# Goal:
Copy out every line of the material below word for word, without changing anything.

# Available records:
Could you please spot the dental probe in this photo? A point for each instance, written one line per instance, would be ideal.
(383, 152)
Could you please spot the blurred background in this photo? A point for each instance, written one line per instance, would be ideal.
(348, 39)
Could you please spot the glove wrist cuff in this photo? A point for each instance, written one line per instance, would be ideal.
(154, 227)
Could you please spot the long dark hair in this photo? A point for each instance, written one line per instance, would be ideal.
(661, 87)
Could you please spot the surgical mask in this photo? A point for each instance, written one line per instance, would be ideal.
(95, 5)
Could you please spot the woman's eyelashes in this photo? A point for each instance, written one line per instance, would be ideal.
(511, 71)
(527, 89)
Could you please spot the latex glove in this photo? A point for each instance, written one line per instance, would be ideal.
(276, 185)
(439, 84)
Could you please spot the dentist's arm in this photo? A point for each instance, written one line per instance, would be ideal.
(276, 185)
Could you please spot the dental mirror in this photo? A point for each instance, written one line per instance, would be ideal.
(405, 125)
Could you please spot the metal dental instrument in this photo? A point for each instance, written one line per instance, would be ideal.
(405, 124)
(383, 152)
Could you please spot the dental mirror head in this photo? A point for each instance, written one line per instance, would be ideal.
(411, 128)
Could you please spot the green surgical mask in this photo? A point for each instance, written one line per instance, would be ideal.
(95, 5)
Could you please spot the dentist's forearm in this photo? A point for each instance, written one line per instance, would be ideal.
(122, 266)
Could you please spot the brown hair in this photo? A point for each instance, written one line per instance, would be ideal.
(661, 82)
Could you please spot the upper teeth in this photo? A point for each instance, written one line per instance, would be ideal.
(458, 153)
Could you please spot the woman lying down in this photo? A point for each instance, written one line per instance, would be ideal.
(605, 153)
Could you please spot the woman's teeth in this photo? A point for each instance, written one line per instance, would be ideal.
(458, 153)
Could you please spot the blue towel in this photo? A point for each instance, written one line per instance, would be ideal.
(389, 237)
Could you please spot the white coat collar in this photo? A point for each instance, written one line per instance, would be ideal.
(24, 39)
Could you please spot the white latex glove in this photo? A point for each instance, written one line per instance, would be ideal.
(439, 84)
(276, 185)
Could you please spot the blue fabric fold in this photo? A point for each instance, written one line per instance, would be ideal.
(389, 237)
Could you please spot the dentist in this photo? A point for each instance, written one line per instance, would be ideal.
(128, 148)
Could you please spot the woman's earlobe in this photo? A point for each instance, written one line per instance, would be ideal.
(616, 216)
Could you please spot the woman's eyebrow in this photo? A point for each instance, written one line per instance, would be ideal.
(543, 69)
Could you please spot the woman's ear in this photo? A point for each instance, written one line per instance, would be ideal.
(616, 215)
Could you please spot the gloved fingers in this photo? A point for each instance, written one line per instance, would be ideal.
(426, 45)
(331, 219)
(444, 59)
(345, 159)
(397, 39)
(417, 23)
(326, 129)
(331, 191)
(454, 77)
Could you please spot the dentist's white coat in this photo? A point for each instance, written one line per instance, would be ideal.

# Exercise result:
Could you please spot the dental probe in this photo? A point for each instance, written one line per instance, would be ideal.
(383, 152)
Could you please spot the blurred background in this photo? A point for each instance, written one line per instance, would be ideal.
(348, 39)
Could you please spot the glove wrist cuff in this photo? A point for each instance, written one line per instance, would be ideal.
(154, 227)
Could you please spot the long dark hair in this photo? A point for each instance, written one line per instance, would be ideal.
(661, 87)
Could you please spot the surgical mask in this photo? A point for each instance, written one line per instance, would be ideal.
(95, 5)
Could you please spot the woman's eyelashes in this photo? A point for each instance, written one line per instance, would be ideal.
(511, 71)
(527, 89)
Could you please spot the latex glove in this photo? A point for each instance, written one line per instance, would be ideal.
(276, 185)
(439, 84)
Could you please spot the dentist's arm in this photo? A point for each instance, written one line per instance, would be ideal.
(276, 185)
Could you please spot the dental mirror in this photo? A point for each instance, written one line per instance, would be ideal.
(405, 125)
Could you please spot the metal dental instrument in this photo? A point for each instance, written one line per instance, would be ideal.
(405, 124)
(383, 152)
Could you please spot the dental mirror head in this photo? A point for each instance, written one line per instance, would be ideal.
(411, 128)
Could you please spot the green surgical mask in this photo? A point for each instance, written one line per instance, would be ideal.
(95, 5)
Could you please spot the dentist's forearm in this photo? A point for each instance, written one line per instance, would be ideal.
(122, 266)
Could you please spot the brown hair in this photo? A point for each instance, written one line per instance, would be ideal.
(661, 82)
Could you please spot the upper teeth in this photo? A point for each instance, written one line per instance, would be ideal.
(458, 153)
Could you please spot the woman lying down in this photo? A point for each instance, written one line per instance, would be ideal.
(605, 153)
Could you please spot the woman's teeth in this photo? A point for each instance, written one line per instance, would be ideal.
(458, 153)
Could you please spot the blue towel in this photo? A point for each instance, written one line per instance, would be ideal.
(389, 237)
Could you please spot the white coat collar in this photo? A point for each instance, written one line per instance, would be ideal.
(24, 39)
Could you please spot the white latex glove in this photo? A point for each instance, written one line per instance, would be ideal.
(439, 84)
(276, 185)
Could you please spot the blue fabric fold in this photo? A point for each instance, written one line per instance, would be ideal.
(389, 237)
Could you please spot the dentist in this photo? A point for each instance, written one line per instance, would be ideal.
(128, 148)
Could you please spot the woman's earlobe in this photo? A point for each instance, written one line per instance, would be ideal.
(616, 216)
Could you please spot the woman's eyebrow in this photo? A point for each instance, written one line per instance, would be ideal.
(543, 69)
Could you please spot the woman's ear in this photo? A point for each instance, written one line per instance, would be ideal.
(616, 215)
Could you please spot the gloved fingers in this photo? A point for each instance, written one line per instance, would be ideal.
(426, 45)
(331, 219)
(444, 59)
(345, 159)
(397, 39)
(417, 23)
(326, 129)
(331, 191)
(454, 77)
Could you please spot the dentist's white coat in this photo? A point for each instance, written one line per instance, would be ideal.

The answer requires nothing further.